● **EXERCISE**:
Look through the records below, and whenever a line contains "sample", copy it.

MATERIAL FOR THIS TASK Start Marker

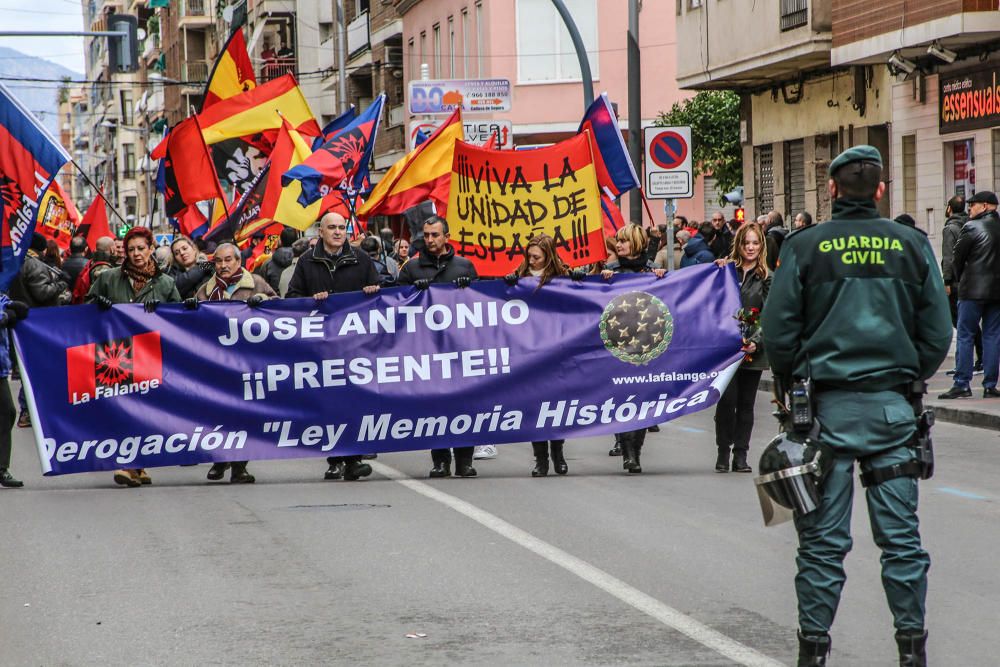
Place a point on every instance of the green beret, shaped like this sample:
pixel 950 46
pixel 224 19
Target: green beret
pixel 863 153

MATERIAL FOR THIS TASK End Marker
MATERIAL FOR THIS TASK Start Marker

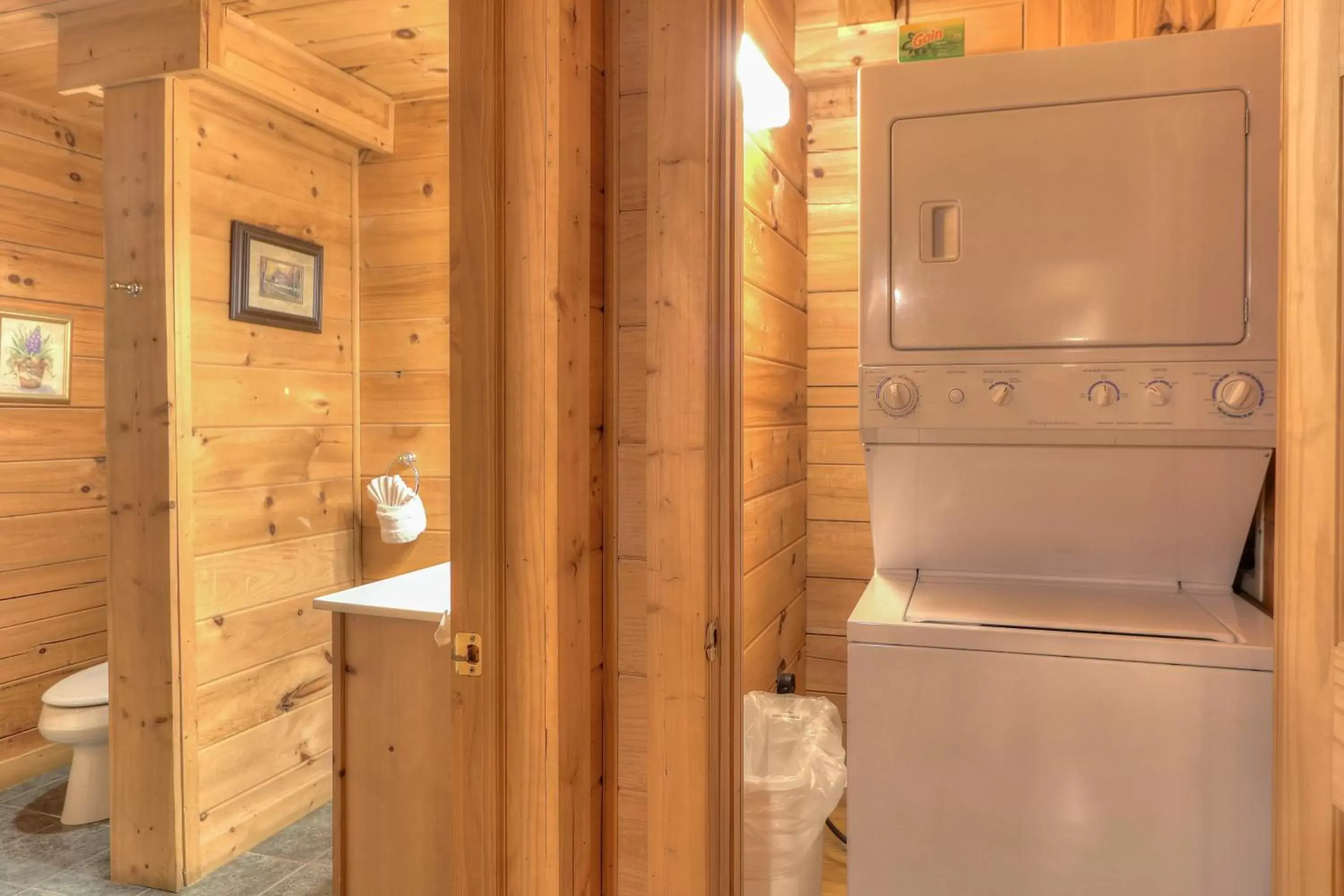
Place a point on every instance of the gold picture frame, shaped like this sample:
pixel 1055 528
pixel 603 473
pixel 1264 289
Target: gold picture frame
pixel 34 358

MATERIAL FOR THIS TASK End Marker

● **WRITTEN RESPONSE**:
Place a point on every instance of the green beret, shaped like this sample:
Place a point on every instance of the gold picture frame, shaped like this sample:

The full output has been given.